* [Problem to solve]:
Copy the material that follows word for word and omit its pictures.

* [Provided records]:
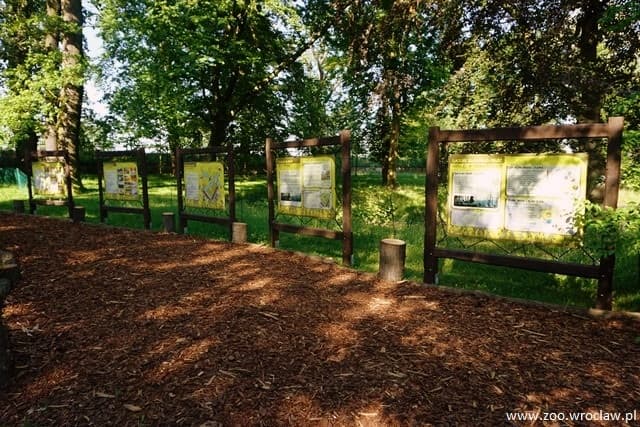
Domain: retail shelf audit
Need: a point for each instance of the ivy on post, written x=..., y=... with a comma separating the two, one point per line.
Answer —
x=318, y=198
x=521, y=203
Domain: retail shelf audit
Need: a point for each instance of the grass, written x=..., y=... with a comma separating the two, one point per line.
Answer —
x=377, y=214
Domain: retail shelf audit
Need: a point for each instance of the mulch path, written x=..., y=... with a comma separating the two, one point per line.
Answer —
x=121, y=327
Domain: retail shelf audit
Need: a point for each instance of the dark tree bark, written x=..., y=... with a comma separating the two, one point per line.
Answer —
x=52, y=39
x=71, y=96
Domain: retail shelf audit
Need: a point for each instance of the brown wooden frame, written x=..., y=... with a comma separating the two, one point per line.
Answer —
x=346, y=235
x=603, y=272
x=141, y=160
x=183, y=215
x=33, y=202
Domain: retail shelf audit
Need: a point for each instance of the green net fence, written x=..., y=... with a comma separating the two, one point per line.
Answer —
x=13, y=176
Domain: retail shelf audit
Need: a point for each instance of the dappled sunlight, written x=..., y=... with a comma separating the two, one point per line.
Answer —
x=17, y=310
x=185, y=357
x=341, y=338
x=189, y=333
x=47, y=382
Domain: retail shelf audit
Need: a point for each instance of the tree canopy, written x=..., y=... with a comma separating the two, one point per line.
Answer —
x=207, y=72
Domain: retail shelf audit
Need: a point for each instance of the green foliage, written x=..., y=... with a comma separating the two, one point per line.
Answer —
x=189, y=72
x=532, y=62
x=607, y=231
x=386, y=207
x=631, y=160
x=389, y=58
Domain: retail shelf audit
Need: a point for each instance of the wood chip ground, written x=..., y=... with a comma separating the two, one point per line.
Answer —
x=120, y=327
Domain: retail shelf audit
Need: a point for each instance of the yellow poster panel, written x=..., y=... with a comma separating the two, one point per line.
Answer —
x=525, y=197
x=121, y=181
x=49, y=179
x=306, y=186
x=204, y=185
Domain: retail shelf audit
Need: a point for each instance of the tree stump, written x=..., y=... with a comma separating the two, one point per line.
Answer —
x=239, y=232
x=392, y=258
x=78, y=214
x=18, y=206
x=9, y=274
x=169, y=222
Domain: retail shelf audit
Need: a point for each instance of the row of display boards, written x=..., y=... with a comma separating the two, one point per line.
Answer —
x=525, y=197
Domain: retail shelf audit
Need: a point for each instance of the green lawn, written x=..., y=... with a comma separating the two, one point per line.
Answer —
x=377, y=214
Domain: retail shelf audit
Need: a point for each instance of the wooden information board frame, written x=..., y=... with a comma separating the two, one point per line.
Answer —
x=183, y=215
x=346, y=235
x=141, y=161
x=30, y=157
x=603, y=272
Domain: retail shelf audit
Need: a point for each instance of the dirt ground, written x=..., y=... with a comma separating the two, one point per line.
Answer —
x=121, y=327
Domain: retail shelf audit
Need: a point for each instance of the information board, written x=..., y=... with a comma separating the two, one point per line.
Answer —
x=532, y=197
x=306, y=186
x=121, y=181
x=204, y=185
x=49, y=179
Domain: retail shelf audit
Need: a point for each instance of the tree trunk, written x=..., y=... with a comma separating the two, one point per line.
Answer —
x=72, y=92
x=592, y=94
x=51, y=41
x=394, y=143
x=219, y=126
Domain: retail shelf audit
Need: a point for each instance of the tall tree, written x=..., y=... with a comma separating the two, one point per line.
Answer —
x=23, y=72
x=541, y=60
x=72, y=90
x=188, y=67
x=392, y=57
x=532, y=61
x=43, y=73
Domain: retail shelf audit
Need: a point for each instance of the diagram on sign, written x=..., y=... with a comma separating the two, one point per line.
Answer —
x=306, y=186
x=49, y=179
x=521, y=197
x=121, y=181
x=204, y=185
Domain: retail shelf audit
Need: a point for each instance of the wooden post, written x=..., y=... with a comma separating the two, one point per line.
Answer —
x=69, y=183
x=431, y=208
x=392, y=258
x=18, y=206
x=347, y=239
x=29, y=170
x=169, y=222
x=239, y=232
x=146, y=211
x=78, y=214
x=273, y=233
x=604, y=299
x=179, y=167
x=103, y=211
x=232, y=191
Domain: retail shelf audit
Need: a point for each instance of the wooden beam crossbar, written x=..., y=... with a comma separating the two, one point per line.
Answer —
x=141, y=162
x=63, y=155
x=346, y=235
x=603, y=272
x=183, y=215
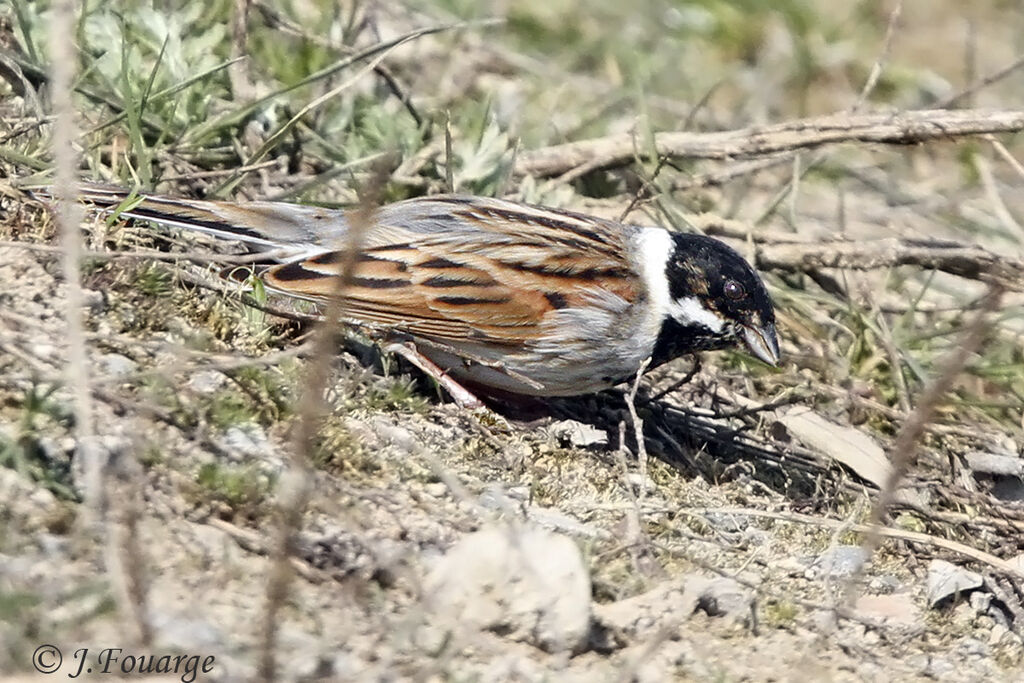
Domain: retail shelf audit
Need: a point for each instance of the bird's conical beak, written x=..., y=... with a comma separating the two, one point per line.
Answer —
x=762, y=342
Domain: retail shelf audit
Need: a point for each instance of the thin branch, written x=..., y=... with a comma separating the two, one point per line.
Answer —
x=894, y=128
x=299, y=480
x=905, y=446
x=964, y=260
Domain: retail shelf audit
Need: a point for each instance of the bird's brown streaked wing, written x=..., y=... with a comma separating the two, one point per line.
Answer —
x=292, y=227
x=494, y=273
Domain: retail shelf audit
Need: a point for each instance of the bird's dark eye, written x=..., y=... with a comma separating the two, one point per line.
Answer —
x=734, y=290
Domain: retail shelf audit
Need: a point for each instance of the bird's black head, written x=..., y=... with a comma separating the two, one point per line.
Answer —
x=716, y=300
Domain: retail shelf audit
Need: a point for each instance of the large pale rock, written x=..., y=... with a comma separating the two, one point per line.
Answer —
x=525, y=584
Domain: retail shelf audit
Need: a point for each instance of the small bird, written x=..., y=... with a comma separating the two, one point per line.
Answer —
x=496, y=296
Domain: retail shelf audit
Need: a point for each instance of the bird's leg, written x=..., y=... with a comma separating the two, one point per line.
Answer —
x=462, y=396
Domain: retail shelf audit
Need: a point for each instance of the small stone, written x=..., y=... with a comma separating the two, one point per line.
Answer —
x=578, y=434
x=206, y=381
x=436, y=488
x=116, y=365
x=525, y=583
x=840, y=561
x=250, y=439
x=895, y=609
x=980, y=602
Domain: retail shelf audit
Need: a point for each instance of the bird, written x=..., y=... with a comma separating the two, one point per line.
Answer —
x=492, y=296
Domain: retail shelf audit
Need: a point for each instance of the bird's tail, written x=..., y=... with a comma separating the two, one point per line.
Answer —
x=262, y=225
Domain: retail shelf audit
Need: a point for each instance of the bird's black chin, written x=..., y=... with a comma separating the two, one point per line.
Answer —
x=675, y=340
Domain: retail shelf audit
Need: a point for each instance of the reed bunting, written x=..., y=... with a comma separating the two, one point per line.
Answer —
x=496, y=295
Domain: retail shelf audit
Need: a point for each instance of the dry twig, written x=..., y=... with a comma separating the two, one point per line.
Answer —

* [Result for this exercise]:
Domain: retail shelf audit
Need: a point for each instance of the ivy on post, written x=..., y=... with a comma separating the two, one point per line.
Answer —
x=318, y=198
x=521, y=203
Domain: retail shelf audit
Need: a point for each instance of the grass, written x=..., y=... with a comma separating the two, one point per line.
Answer —
x=377, y=214
Domain: retail shelf audit
Need: a point for each instance of the mulch path, written x=..., y=... with a comma separating the two, one point per line.
Answer —
x=121, y=327
Domain: retail shelf audit
Need: a point for each instance of the dark tree bark, written x=..., y=... with a comma separating the two, one point per line.
Answer —
x=52, y=39
x=71, y=96
Domain: retail shelf audit
Need: a point for each instance of the brown wooden frame, written x=..., y=... with a comma separating the two, one point per line.
Answer —
x=346, y=235
x=603, y=272
x=141, y=160
x=183, y=215
x=33, y=202
Domain: retail shelf audit
Need: a point for each instance of the green net fence, written x=..., y=... with a comma separating the two, one point per line.
Answer —
x=13, y=176
Domain: retail shelf audit
Need: a point for each instance of the dappled sunlight, written x=..., y=... with a comma separating the two, one point per line.
Answer —
x=17, y=310
x=185, y=357
x=341, y=338
x=189, y=333
x=47, y=382
Domain: retail shelf audit
Need: a point for each instance of the tree canopy, written x=..., y=... with a comma separating the two, one point per line.
Answer —
x=207, y=72
Domain: retail shelf audit
Need: a point for each instance of the green foliage, written x=..., y=... with a comma separating the two, one point per line.
Answer —
x=189, y=72
x=532, y=62
x=607, y=231
x=386, y=207
x=631, y=160
x=389, y=58
Domain: retail shelf audit
Need: a point for each instance of the wood chip ground, written x=..., y=... with a comma separating the two, one point per line.
Answer —
x=120, y=327
Domain: retail shelf audit
Need: a point for each instance of the yellow poster panel, written x=..., y=... with a comma separating the two, one point per line.
Answer —
x=525, y=197
x=121, y=181
x=49, y=179
x=306, y=186
x=204, y=185
Domain: retail shelf audit
Need: a point for each instance of the tree stump, written x=..., y=... with a comma separating the two, one point per line.
Answer —
x=239, y=232
x=392, y=258
x=78, y=214
x=18, y=206
x=9, y=274
x=169, y=222
Domain: retail shelf audit
Need: a point for each instance of the row of display boards, written x=..., y=... with a comma separating the two, one point per line.
Answer —
x=525, y=197
Domain: retail shelf audit
Need: a point for each instance of the green lawn, written x=..., y=... with a comma separating the two, one point per line.
Answer —
x=377, y=214
Domain: retail shelf audit
Need: a point for each instance of the wooden information board frame, written x=..., y=... with a comma separating the two, one point per line.
Answer —
x=183, y=215
x=346, y=235
x=141, y=161
x=30, y=157
x=603, y=272
Domain: retail shelf audit
Need: a point for each instance of the dirt ground, written x=..., y=... with a comma separating the two, one point per line.
Answer —
x=121, y=327
Domain: retail shelf audit
Need: a point for each instance of the information board, written x=..., y=... with a comma separating the two, one point per line.
Answer —
x=532, y=197
x=306, y=186
x=121, y=181
x=204, y=185
x=49, y=179
Domain: retail shelf audit
Need: a point for each instance of the tree trunk, written x=..., y=... with a comma separating the two, one point per line.
Answer —
x=72, y=92
x=592, y=94
x=51, y=41
x=394, y=143
x=219, y=126
Domain: retail shelf audit
Need: a point for each instance of the tall tree, written x=..., y=... with a comma separating the two, one point per line.
Answer —
x=23, y=72
x=541, y=60
x=72, y=90
x=188, y=67
x=392, y=57
x=532, y=61
x=43, y=73
Domain: retail shelf audit
Need: a point for each instance of the diagram on sign, written x=..., y=... with a comma separating the two, one point per line.
Answer —
x=306, y=186
x=49, y=179
x=521, y=197
x=121, y=181
x=204, y=185
Domain: retail shelf audit
Need: a point for each instance of the wooden post, written x=..., y=... with a comma separating the two, one point per line.
Answer —
x=69, y=183
x=431, y=208
x=392, y=258
x=18, y=206
x=347, y=239
x=29, y=170
x=169, y=222
x=239, y=232
x=146, y=211
x=78, y=214
x=273, y=233
x=604, y=299
x=179, y=167
x=103, y=211
x=232, y=191
Domain: retail shelf audit
Need: a point for each instance of the wooden beam crossbar, written x=..., y=... with a comma separating the two, one point per line.
Answer —
x=141, y=162
x=63, y=155
x=346, y=235
x=603, y=272
x=183, y=215
Domain: retail shelf audit
Need: a point for each instance of the bird's conical beak, written x=..., y=... with a comma separating the two, one point per line.
Answer —
x=762, y=342
Domain: retail shelf audit
Need: a point for each instance of the thin branch, written x=..., y=... with a comma separating the two, one point per line.
Answer —
x=894, y=128
x=299, y=480
x=905, y=446
x=964, y=260
Domain: retail shelf audit
Need: a point for each instance of the bird's brown streaked wing, written x=..., y=... with a comma separating the two, one point per line.
Answer —
x=292, y=227
x=494, y=273
Domain: retail shelf audit
Need: a point for each instance of the bird's dark eye, written x=..., y=... with a comma separating the two, one point per line.
Answer —
x=734, y=290
Domain: retail shelf audit
Need: a point for each instance of the bird's black head, written x=..., y=... with a comma separating the two, one point per line.
Answer —
x=716, y=300
Domain: retail shelf audit
Need: a point for each instance of the large pale rock, written x=..., y=... with a comma separating the two, one point per line.
Answer —
x=525, y=584
Domain: retail shelf audit
Need: a point for each instance of the small bird, written x=..., y=... with a comma separating the two, one point per line.
Answer —
x=496, y=296
Domain: retail shelf audit
Need: a point for each instance of the bird's leg, written x=..., y=... with a comma separating the two, one point per line.
Answer —
x=462, y=396
Domain: retail shelf audit
Need: a point for each instance of the small stone, written x=..., y=... with a comma separating the two, one point per line.
Answer —
x=578, y=434
x=206, y=381
x=436, y=488
x=116, y=365
x=525, y=583
x=840, y=561
x=250, y=439
x=895, y=609
x=980, y=602
Domain: retail shelf audit
Need: a point for each instance of the bird, written x=..., y=... with a comma separating the two, one point per line.
Answer —
x=492, y=296
Domain: retail shelf audit
Need: a point for each instance of the bird's tail, written x=..., y=... with a comma separating the two, one point per line.
Answer —
x=262, y=225
Domain: retail shelf audit
Need: a point for each instance of the bird's black chin, written x=..., y=... with a comma separating the two, one point per line.
Answer —
x=675, y=340
Domain: retail shelf audit
Need: a point for each instance of the reed bunting, written x=..., y=... with a comma separating the two, one point per line.
Answer —
x=496, y=295
Domain: retail shelf audit
Need: a point for each instance of the dry twig, written x=..., y=... with a comma separating the two, one point per line.
Answer —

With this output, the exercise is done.